Document text:
- - -
CaCl is sold as ice melter and in pool stores to harden pool water.

With goldfish, .1% salt should protect up to around 60ppm nitrIte and water changes aren't needed. Back when I was reading up on it, the recommendations on how much salt was needed varied by species, so it may or may not protect your fish.

You might consider adding a bunch of fast growing floating plants (e.g. duckweed, water lettuce, hornwort, najas grass, anacharis, etc) and increasing lighting temporarily. or adding a seasoned filter for a while till the soil settles down.


----------



## simpsota (Mar 11, 2006)

Do you have a source where you can get some mulm from an existing set-up to help cycle your aquarium? That would help a lot.

How many fish do you have? Lots of fish in a new 20g set-up can be trouble when cycling...


----------



## 01krisp10 (Feb 18, 2007)
- - -
Stored data:

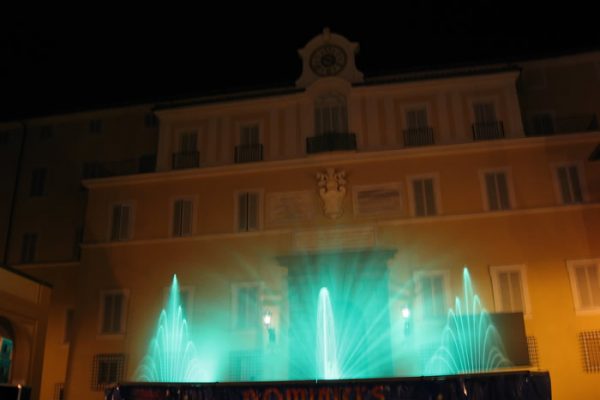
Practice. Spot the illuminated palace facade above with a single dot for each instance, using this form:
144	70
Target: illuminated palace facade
- - -
Directives:
1: In the aquarium forum thread, up to about what nitrite level should 0.1% salt protect goldfish?
2: Turn the paragraph in the aquarium forum thread that begins "You might consider adding a bunch" into a short list that keeps its main facts.
3: Carry the aquarium forum thread forward from the point where it stops.
The data has no connection to the aquarium forum thread.

Results:
1: Up to around 60ppm nitrite.

2:
- Add a bunch of fast-growing floating plants, such as duckweed, water lettuce, hornwort, najas grass or anacharis.
- Increase lighting temporarily.
- Alternatively, add a seasoned filter for a while until the soil settles down.

3:
The tank is cycled, ammonia is zero and nitrates are building 10-20 avg. Something is causing Nitrite buildup though in mass amounts. I only have 6 Black Phantom Tetras and a few snails. I have a bunch of frogsbit and hornwort in the tank currently. I have plenty of lighting 3wpg, plus sunlight now. I have a quickfilter that seems to be working just fine and I even squeezed it into my quarantine tank and it kickstarted it. Plant growth is good and there is some algae present.

I'm running out of ideas, but it sounds like I'm on the right path.

I have been on the hunt for Calcium Chloride, Magnesium Sulfate, and Potassium Chloride locally. Any ideas for finding all of these? Ice melter seems like a good possiblity.


----------



## simpsota (Mar 11, 2006)

Elimination of ammonia is just the first stage of cycling. Elimination of nitrites is the second stage. I was suggesting you might be going through that second stage.


----------



## 01krisp10 (Feb 18, 2007)

Yeah I understand the second stage, but I think its not, because the nitrite sometimes reaches 5ppm in I leave it alone. Then after a complete water change it slowly builds up again in one day. With my fish load and tank size doesn't this seem excessive? Or am I just being paranoid?


----------



## DataGuru (Mar 11, 2005)

It'll chill out when the soil settles down.
Do you have a bunch of rooted plants in there?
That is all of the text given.